Exercise directions: Using the entries below, output exactly the lines from the one containing "Label each instance of the audi" through the final line, both included, and no others.

##### Data for processing #####

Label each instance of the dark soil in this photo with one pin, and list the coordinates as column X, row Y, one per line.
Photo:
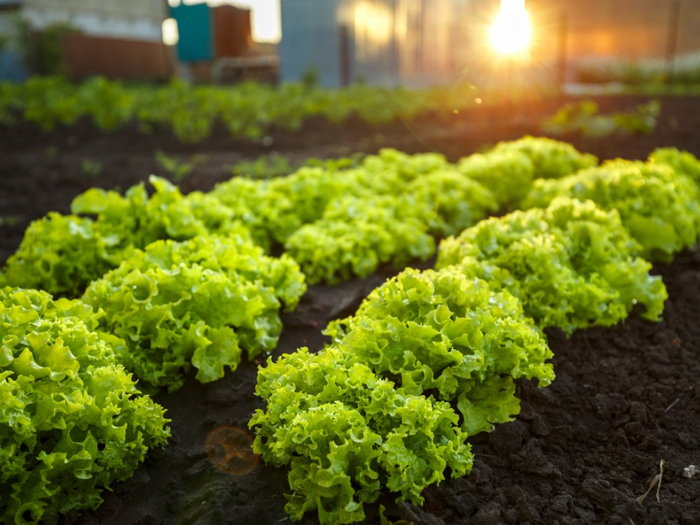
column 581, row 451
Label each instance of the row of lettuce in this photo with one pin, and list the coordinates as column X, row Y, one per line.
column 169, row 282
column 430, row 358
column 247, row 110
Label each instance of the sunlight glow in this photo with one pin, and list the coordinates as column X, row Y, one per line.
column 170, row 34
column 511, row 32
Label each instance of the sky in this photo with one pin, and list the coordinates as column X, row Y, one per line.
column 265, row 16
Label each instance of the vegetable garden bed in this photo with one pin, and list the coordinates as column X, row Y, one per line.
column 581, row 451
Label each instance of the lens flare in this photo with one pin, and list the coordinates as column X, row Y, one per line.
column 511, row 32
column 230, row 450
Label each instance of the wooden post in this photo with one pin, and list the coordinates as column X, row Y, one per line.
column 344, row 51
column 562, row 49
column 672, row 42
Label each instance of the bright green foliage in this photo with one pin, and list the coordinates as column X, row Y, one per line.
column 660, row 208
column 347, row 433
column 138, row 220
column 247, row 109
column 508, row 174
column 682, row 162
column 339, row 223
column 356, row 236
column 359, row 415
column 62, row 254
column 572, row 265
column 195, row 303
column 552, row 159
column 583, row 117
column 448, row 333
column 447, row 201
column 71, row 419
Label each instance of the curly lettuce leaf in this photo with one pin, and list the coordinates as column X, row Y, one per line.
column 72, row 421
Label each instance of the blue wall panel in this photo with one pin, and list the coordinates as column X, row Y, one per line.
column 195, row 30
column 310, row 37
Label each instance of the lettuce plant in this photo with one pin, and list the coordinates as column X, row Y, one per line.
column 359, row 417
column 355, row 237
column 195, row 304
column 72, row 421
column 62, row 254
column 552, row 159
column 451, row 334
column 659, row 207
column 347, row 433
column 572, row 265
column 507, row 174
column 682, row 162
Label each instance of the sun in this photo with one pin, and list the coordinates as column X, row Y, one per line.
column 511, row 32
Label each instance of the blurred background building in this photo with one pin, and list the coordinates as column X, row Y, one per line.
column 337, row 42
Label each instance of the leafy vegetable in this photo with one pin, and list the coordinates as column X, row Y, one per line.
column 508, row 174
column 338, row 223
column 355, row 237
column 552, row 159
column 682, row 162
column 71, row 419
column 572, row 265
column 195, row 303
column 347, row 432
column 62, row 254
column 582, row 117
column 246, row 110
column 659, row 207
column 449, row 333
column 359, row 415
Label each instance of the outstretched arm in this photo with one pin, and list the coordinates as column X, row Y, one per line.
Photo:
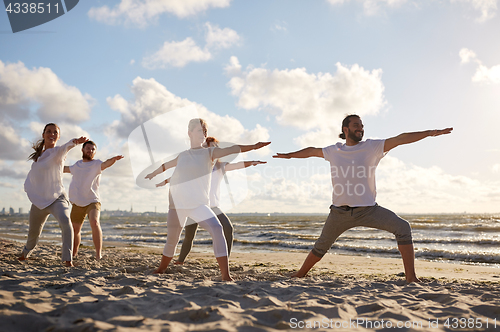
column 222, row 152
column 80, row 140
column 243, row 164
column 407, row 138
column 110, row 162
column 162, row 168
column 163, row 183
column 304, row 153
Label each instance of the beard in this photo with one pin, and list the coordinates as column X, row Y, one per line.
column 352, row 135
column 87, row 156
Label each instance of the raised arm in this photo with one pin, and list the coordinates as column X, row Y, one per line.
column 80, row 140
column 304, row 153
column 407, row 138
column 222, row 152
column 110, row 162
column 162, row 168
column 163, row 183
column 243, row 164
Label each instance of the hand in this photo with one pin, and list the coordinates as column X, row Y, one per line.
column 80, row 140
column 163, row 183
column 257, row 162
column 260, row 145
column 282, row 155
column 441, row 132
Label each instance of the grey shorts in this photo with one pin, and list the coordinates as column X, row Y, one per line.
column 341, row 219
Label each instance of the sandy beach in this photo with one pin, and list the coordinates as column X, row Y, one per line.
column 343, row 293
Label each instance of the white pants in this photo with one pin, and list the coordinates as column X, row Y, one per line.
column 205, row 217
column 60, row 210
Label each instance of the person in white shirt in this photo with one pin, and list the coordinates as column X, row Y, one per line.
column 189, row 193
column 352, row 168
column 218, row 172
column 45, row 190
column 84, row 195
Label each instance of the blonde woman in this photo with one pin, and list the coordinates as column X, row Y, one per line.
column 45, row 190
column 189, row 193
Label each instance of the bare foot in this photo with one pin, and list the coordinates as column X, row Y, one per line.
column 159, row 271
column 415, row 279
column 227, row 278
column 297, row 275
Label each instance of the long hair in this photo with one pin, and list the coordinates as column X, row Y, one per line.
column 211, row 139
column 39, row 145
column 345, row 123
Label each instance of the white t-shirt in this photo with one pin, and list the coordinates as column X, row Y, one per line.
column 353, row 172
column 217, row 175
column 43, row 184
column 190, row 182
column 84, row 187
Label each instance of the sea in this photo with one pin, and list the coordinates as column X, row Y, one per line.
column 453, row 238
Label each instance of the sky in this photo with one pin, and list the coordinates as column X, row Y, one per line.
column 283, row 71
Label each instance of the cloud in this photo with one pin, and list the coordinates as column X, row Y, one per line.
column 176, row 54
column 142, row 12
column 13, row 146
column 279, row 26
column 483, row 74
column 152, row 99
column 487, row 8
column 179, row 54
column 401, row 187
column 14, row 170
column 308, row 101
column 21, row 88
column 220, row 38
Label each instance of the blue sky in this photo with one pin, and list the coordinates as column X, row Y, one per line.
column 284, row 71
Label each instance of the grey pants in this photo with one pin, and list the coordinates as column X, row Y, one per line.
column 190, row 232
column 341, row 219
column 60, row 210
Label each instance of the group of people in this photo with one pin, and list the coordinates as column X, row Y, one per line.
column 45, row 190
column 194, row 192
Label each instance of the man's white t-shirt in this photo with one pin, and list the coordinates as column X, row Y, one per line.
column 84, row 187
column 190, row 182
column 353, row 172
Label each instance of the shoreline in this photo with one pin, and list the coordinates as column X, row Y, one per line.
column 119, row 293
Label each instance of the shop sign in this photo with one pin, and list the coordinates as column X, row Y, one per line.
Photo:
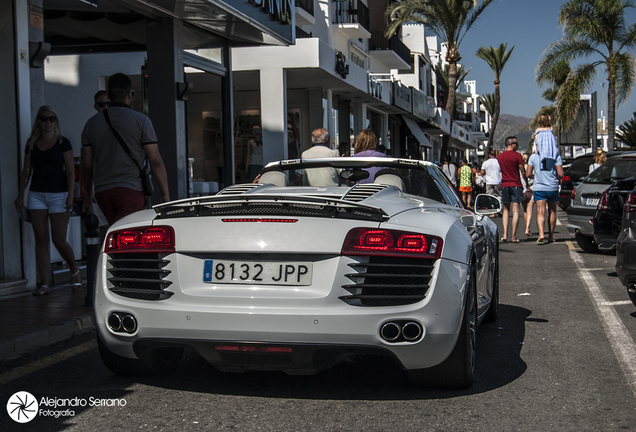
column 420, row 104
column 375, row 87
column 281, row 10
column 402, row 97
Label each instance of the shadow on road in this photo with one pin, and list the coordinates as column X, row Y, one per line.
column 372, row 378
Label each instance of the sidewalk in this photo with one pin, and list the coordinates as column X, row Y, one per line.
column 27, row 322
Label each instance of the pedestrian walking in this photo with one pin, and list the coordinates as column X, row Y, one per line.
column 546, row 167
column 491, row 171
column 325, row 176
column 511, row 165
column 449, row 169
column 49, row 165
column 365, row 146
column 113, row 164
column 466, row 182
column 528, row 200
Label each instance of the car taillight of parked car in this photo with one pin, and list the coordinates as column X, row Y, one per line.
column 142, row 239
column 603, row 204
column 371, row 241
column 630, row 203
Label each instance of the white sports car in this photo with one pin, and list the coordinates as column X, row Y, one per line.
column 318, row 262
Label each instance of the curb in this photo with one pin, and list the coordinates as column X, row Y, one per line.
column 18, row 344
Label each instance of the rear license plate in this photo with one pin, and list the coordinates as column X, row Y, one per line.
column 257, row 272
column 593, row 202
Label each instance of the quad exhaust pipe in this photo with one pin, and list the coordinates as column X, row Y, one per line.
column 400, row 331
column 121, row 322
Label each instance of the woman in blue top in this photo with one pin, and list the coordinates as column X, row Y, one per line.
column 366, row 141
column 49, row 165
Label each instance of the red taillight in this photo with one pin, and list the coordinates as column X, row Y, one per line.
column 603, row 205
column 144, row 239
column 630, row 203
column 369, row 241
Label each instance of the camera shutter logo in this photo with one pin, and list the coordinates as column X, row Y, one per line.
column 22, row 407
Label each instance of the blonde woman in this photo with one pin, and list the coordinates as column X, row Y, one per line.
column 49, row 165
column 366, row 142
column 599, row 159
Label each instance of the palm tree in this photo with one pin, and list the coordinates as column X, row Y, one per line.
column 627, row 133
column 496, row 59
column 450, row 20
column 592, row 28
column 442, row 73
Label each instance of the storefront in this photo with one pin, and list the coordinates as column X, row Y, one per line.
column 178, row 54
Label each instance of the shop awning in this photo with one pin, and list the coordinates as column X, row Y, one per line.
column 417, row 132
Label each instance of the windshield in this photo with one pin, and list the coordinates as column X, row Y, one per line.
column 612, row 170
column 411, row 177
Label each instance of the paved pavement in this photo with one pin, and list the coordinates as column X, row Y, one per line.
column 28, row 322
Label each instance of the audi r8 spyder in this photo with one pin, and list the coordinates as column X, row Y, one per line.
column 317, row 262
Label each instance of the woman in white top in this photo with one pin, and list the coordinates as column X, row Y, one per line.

#####

Written response:
Label each instance of the audi r8 spyder in this photo with one pin, and list the coordinates as column X, row Y, one per line.
column 317, row 262
Label each instance of the woman in white top in this photo with one pin, and list the coordinates as column X, row Y, one per line.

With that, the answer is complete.